## PROVIDED PASSAGE
[BEGIN]

Wednesday, 28 November 2012

Individual Panettone....IN TIN CANS!!!

Don’t fret don’t fret...this is not me ‘getting my Christmas on’, not yet anyway (you should SEE what’s going on in my head though....look at my pinterest Christmas board to see all the excitement that I’m dying to let out). Nono, I’m holding it in (deep breaths) and am nowhere NEAR pressing play on Band Aid or turning the mulled wine on to heat (deeper breaths).

I aaaam aware, however, that December is imminent, that the planning/panicking thing has begun for many and that Stir-Up Sunday has been and gone now so having the odd idea floating around is no bad thing. It’s no use me giving you a load of Christmassy ideas just a few days before the big need to write shopping lists, plan menus, make place cards....No? You’re not a mental control freak? You just intend to see how it goes and enjoy it? Okkkkkkkkkaaaay, whatever suits you best (*weeeirdooo*).

So I have for you ....panettone. I LOVE it, but had never made it before. It seemed specialist and a little bit alien from by kitchen....I mean who owns a Panettone tin? Not me, and if not me then definitely not you. But then I saw a recipe for individual panettones made in tins...TINS...I have looooads of tins. Baked beans come in tins.....I ALWAYS eat baked beans.

I was a bit worried about how they would turn many times I would cut my hands on the much  dough would stick inside the tin and how sad that would make me. But it all turned out brilliantly and they look just like panettone, and taste like panettone and are super cute and EASY. Waahooo. I’m pretty sure I will make these again as the festivities get closer but I am SO glad I tried early so I could tell you about them. Go on...go eat beans. With Love and Cake. 

Individual Panettone.

A few notes:
  • If you are a kitchen swot and dooo have a panettone tin, this recipe will happily make one larger one...just cook for a bit longer, more like 40 minutes.
  • If you want to make a large one but don't have a panettone tin, you could definitely use a 20cm high sided cake tin and again, cook for around 40 minutes. The loaf will just be a little squatter than a traditional panettone, I'm sure it would still taste divine though. 
  • If you are indeed using cans, it's best to use ones that you have opened with a can opened rather than them already having a ring pull, which leaves a lip and will make it hard to get the panettone out.
Makes 6 individual panettone
You will need

6 empty tins, cleaned and label removed
greaseproof paper
a good hunk of butter, melted

1 tsp caster sugar
3 tsp dried yeast
4 tbsp warm water
100g butter, at room temp
50g caster sugar
3 eggs
zest 1/2 lemon
400g strong white bread flour
1 tsp salt
100g currants or raisins
75g mixed peel

  • First we make the dough. In a small bowl, stir together the tsp of caster sugar, yeast and milk and set aside.
  • In a large bowl beat the butter and sugar together until pale in colour and light and fluffy in texture.
  • Add the eggs and beat in one at a time followed by the lemon zest.
  • Gently stir in the flour and salt and finally add the yeast mixture which, by now, should be very frothy and foamy.

[END]

## MATERIAL
[BEGIN]

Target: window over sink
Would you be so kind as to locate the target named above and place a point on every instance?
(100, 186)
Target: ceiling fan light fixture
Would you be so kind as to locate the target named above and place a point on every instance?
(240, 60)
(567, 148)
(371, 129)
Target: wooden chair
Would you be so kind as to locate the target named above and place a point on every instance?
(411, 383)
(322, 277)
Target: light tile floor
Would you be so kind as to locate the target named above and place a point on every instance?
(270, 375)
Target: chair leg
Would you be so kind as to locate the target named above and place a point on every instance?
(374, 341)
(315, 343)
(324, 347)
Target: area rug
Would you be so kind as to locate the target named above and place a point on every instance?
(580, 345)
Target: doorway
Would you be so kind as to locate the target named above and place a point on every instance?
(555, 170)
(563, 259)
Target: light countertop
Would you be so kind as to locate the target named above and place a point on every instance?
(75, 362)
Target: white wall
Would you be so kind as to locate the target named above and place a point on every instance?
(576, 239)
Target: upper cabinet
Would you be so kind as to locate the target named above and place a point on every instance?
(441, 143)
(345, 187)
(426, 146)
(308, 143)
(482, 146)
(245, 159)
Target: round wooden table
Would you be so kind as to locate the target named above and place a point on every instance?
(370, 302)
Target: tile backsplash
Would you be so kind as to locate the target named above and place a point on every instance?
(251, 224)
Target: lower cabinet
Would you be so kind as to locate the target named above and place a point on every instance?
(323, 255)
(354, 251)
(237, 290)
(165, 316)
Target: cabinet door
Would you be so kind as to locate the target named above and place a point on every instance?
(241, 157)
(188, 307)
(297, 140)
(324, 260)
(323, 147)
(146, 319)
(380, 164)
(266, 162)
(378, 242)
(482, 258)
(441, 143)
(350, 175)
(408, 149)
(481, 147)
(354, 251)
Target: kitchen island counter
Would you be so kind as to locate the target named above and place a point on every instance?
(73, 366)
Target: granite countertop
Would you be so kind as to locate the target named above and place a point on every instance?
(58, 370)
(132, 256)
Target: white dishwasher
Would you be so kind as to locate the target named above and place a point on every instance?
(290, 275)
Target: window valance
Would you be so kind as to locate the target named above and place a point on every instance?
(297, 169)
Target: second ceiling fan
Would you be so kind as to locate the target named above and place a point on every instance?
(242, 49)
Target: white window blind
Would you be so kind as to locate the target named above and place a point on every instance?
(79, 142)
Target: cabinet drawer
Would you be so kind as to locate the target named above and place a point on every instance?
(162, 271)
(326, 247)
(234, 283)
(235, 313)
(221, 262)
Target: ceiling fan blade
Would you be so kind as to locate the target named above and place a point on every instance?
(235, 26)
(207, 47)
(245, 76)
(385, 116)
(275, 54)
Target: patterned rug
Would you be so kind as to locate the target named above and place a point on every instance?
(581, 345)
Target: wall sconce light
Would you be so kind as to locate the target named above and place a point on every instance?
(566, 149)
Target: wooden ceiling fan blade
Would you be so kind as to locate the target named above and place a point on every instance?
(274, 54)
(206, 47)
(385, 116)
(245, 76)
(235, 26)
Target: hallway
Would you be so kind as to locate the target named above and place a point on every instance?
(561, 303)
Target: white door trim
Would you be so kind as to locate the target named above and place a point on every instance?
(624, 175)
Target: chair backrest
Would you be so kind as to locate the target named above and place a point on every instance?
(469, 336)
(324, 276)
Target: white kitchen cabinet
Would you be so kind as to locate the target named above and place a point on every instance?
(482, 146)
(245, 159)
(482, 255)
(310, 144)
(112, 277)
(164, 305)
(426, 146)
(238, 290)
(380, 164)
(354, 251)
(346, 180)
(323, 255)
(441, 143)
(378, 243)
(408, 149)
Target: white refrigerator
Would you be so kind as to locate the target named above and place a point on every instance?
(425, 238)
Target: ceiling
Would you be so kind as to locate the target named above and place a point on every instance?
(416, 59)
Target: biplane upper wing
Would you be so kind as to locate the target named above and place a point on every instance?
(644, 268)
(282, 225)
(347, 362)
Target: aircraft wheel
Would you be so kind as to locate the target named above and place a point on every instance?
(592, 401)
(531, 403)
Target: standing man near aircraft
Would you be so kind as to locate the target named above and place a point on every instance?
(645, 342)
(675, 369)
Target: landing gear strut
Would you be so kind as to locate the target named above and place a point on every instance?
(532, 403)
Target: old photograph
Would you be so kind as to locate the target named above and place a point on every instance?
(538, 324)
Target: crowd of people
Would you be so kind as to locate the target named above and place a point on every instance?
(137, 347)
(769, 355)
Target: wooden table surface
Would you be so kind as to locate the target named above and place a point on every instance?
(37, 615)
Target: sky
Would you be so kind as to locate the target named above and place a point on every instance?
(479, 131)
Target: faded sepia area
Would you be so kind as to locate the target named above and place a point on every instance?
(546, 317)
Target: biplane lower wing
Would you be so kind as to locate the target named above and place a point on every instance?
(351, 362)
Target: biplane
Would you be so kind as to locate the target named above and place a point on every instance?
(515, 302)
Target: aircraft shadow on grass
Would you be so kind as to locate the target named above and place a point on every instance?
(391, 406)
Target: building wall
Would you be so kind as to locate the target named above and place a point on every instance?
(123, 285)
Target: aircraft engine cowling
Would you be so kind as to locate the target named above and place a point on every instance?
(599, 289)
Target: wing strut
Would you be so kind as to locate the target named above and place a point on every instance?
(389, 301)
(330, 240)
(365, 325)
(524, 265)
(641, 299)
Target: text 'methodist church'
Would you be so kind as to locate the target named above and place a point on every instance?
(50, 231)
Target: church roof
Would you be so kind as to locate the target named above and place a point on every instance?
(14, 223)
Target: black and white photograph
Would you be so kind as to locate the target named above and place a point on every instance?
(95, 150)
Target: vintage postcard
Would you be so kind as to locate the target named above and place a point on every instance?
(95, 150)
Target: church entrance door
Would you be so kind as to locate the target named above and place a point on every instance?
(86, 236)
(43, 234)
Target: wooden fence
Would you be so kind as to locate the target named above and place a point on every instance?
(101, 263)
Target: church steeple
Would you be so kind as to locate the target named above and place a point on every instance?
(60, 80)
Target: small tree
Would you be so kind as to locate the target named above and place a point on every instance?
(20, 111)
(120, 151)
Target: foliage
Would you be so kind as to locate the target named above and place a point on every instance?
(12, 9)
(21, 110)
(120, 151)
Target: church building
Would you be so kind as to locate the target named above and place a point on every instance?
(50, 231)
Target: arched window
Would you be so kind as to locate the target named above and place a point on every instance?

[END]

## GIVEN PROBLEM
Copy the panettone post word for word from "I aaaam aware, however, that" to "eat baked beans.".

## WRITTEN REPLY
I aaaam aware, however, that December is imminent, that the planning/panicking thing has begun for many and that Stir-Up Sunday has been and gone now so having the odd idea floating around is no bad thing. It’s no use me giving you a load of Christmassy ideas just a few days before the big need to write shopping lists, plan menus, make place cards....No? You’re not a mental control freak? You just intend to see how it goes and enjoy it? Okkkkkkkkkaaaay, whatever suits you best (*weeeirdooo*).

So I have for you ....panettone. I LOVE it, but had never made it before. It seemed specialist and a little bit alien from by kitchen....I mean who owns a Panettone tin? Not me, and if not me then definitely not you. But then I saw a recipe for individual panettones made in tins...TINS...I have looooads of tins. Baked beans come in tins.....I ALWAYS eat baked beans.